CHALLENGE 1
For the Samuel Dill biography, decide whether each statement agrees with it: (a) Dill took his arts degree at Queen's College Belfast in 1864; (b) Dill became High Master of Manchester Grammar School in 1869; (c) Dill was the youngest son of a Presbyterian minister. Answer yes or no for each, quoting the words that settle it.
CHALLENGE 2
Resume the Samuel Dill biography, writing on from its final sentence.

GIVEN TEXT
◆ ◆ ◆ ◆ ◆

Samuel Dill was born on 26 March 1844 at Hillsborough, Co. Down, the eldest son of the Revd Samuel Marcus Dill DD, Presbyterian minister of Hillsborough.

Dill was educated at the Royal Belfast Academical Institution and the Queen's College Belfast, where he took his degree in arts in 1864. In Lincoln College, Oxford, he obtained firsts in classical moderations (1867) and in literae humaniores (1869). In 1869 he was elected fellow and tutor of Corpus Christi College, Oxford. Later he became librarian and dean of the college, and was made an honorary fellow in 1903. In 1877 he was appointed High Master of Manchester Grammar School. During his time there the school was reorganised; new buildings were erected and school societies developed. His liberal conception of education is illustrated by his development of the teaching of modern subjects, and by the connection that he established between the school and working boys' clubs. He attached particular importance to developing the corporate life of the school outside the classroom.

◆ ◆ ◆ ◆ ◆

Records
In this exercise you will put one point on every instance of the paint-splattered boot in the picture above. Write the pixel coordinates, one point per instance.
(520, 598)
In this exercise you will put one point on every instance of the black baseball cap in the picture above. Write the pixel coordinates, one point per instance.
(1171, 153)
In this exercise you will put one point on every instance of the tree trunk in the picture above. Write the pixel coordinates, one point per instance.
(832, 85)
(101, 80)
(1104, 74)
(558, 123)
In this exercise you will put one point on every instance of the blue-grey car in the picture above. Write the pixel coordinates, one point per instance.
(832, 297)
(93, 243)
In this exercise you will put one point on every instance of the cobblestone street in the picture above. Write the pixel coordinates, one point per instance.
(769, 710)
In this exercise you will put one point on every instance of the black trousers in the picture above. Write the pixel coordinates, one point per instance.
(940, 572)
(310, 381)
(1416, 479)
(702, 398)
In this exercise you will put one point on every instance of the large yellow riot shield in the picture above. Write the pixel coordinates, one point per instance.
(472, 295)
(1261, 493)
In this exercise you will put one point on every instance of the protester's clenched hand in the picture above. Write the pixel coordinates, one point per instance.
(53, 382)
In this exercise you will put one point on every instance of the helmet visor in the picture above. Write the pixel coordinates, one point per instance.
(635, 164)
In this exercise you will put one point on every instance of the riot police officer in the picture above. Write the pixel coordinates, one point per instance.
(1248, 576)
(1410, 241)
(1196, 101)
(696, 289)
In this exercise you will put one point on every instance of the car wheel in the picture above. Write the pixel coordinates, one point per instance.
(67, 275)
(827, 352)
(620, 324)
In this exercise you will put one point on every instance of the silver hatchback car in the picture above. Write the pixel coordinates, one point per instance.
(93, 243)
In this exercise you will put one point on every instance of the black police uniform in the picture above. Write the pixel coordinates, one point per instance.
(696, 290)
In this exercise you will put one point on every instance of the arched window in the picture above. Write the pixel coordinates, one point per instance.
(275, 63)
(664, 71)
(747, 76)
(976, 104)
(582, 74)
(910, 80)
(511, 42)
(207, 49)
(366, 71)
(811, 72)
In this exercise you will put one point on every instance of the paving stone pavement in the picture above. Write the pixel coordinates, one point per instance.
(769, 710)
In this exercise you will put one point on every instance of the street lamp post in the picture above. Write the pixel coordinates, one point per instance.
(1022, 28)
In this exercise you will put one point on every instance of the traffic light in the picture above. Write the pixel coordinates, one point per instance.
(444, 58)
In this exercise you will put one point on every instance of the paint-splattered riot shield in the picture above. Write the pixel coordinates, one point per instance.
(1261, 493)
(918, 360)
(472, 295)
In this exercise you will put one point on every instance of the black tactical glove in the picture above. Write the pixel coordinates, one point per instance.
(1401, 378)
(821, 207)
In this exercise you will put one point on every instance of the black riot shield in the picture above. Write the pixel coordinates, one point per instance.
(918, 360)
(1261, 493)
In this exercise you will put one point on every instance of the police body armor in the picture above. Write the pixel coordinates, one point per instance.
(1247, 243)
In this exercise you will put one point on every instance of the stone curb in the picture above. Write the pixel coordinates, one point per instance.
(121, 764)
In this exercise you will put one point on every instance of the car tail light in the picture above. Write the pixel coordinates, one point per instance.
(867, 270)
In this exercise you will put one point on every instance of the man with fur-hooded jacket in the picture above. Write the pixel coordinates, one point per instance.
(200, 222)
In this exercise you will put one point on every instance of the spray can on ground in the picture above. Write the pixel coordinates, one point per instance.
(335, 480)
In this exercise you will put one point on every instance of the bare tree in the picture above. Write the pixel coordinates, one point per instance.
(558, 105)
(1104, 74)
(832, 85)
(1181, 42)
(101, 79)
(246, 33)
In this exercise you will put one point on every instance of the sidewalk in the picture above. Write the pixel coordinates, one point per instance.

◆ ◆ ◆ ◆ ◆

EXPECTED ANSWER 1
(a) Yes: "the Queen's College Belfast, where he took his degree in arts in 1864"
(b) No: "In 1877 he was appointed High Master of Manchester Grammar School."
(c) No: "the eldest son of the Revd Samuel Marcus Dill DD, Presbyterian minister of Hillsborough"

EXPECTED ANSWER 2
In 1890 Dill returned to the Queen's College as professor of Greek. As a member of the Belfast University Commission, he took a large share in transforming the college into a university in 1909. He was chairman of the viceregal committee of inquiry into primary education (1913–14). He influenced Irish education by his work as a member, and later as chairman, of the intermediate Board of Education. He received a knighthood from the Liberal government in 1909 for his services to education. In 1898 Dill published Roman Society in the Last Century of the Western Empire, which was followed in 1904 by Roman Society from Nero to Marcus Aurelius. His Roman Society in Gaul in the Merovingian Age was edited and published posthumously in 1926 by his son-in-law, the Revd C. B. Armstrong. These books are less histories of a period than studies of the life of societies in dissolution or in spiritual crisis or decay, and reveal his moral and religious sympathies.

In 1924 Dill received the honorary degrees of LittD from the University of Dublin, and of LLD from Edinburgh and St Andrews. The Royal Belfast Academical Institution named its Dill House after him.

Dill died at Montpelier, Malone Road, Belfast, on 26 May of that year.